### Excerpt provided
We are supposed to believe that public company external auditors working with audit committees pose an effective deterrent against corporate malfeasance.

However, from my own experience at Crazy Eddie and listening to the experiences of others audits are over-used as training grounds for inexperienced, under trained, and not adequately educated staffers no more than a couple of years out of college.

Worst yet, is the lack of sufficient supervision and oversight their managers and audit partners exercise over them. Many of these managers and partners too suffer from an educational background that did not adequately prepare them to deal with clients such as criminals like I was.

As a result we get “packaged” and “process oriented audits” where a “fill in the blanks” and “check the boxes” approach on audit programs are prevalent. The criminal like I was who always has the initiative and uses a judgment based approach has a fundamental advantage over the external auditors. The external auditors are almost always outmaneuvered by the criminal at every turn.

The external auditors are supposed to be monitored by the Audit Committee of the Board of Directors. In practice such Audit Committees are no better prepared (if not worse) to handle their responsibilities than the external auditors they oversee.

Many Audit Committee members receive compensation in stock options or own company stock of the Board they serve on which provides a disincentive to effective independent oversight and can affect their objectivity and professional skepticism.

In addition, many members of Audit Committees have no formal accounting, auditing, internal control, and fraud education or backgrounds. Their requisite education, skills, training, and experience required to fulfill their responsibilities are lacking.

Over the last week two blogs I read were Jeff Matthews Is Not Making This Up (It Took Apollo Group How Long to Figure This Out?) and footnoted.org (The Political Graveyard?).

Their commentary reinforced to me that the “perfect storm” of convergence of ill trained auditors and “window dressed” Audit Committees is a built in recipe for more massive fraud to come.

In Jeffrey Matthew’s blog when discussing possible stock option back dating he asked:

“So it took the educational geniuses at Apollo Group how long to figure this out and hold somebody accountable?

My detailed answer to Mr. Matthews was contained in a four part post on his site discussing at length the issues outlined above (see my comments to Mr. Matthews post).

In footnoted.org the basic question asked was:

“So where do former members of the House and Senate, not to mention Governors and former Cabinet members go when they exit from the political stage?”
Well, many of these former politician’s end up on company Boards and their Audit Committees.

My short answer to footnotes.org is that I am reminded of what General Douglas MacArthur once said “"old soldiers never die; they just fade away.”

I say we should not let these politician’s fade away on our company Boards especially Audit Committees unless they are fully specifically qualified to serve their functions.

With regards to both blog commentaries I am reminded of the “Peter Principle” that people rise to their level of incompetence.

No doubt that many such Audit Committee members will defend their status saying the have complied with applicable laws.

### Source material

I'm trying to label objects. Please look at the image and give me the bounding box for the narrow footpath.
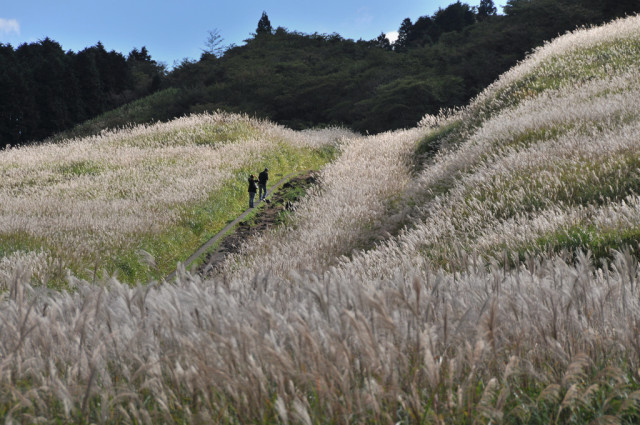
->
[164,171,316,282]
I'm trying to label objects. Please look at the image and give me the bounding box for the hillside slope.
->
[0,17,640,424]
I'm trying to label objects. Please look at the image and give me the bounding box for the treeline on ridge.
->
[0,0,640,146]
[0,38,166,148]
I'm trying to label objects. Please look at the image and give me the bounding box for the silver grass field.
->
[0,17,640,425]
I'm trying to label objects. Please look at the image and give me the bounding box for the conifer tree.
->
[478,0,498,19]
[256,11,273,35]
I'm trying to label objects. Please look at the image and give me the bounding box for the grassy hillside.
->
[0,114,350,285]
[0,17,640,424]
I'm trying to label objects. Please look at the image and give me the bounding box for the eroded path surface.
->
[197,171,317,278]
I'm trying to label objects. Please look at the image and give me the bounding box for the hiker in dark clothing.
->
[258,168,269,201]
[249,174,258,208]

### Directions
a) Quote the part of the commentary that opens with the words containing "I say we should" and closes with "serve their functions.".
b) Print the records exactly, from the line containing "treeline on ridge." through the end of the records, with both ends included.

### Exercise solutions
a)
I say we should not let these politician’s fade away on our company Boards especially Audit Committees unless they are fully specifically qualified to serve their functions.

b)
I'm trying to label objects. Please look at the image and give me the bounding box for the treeline on ridge.
->
[0,0,640,146]
[0,38,166,148]
I'm trying to label objects. Please look at the image and give me the bounding box for the silver grass field.
->
[0,17,640,425]
I'm trying to label objects. Please look at the image and give me the bounding box for the conifer tree.
->
[478,0,498,19]
[256,11,273,35]
I'm trying to label objects. Please look at the image and give me the bounding box for the grassy hillside.
->
[0,114,350,285]
[0,17,640,424]
I'm trying to label objects. Please look at the image and give me the bounding box for the eroded path surface.
->
[197,171,317,278]
I'm trying to label objects. Please look at the image and give me the bounding box for the hiker in dark clothing.
->
[258,168,269,201]
[249,174,258,208]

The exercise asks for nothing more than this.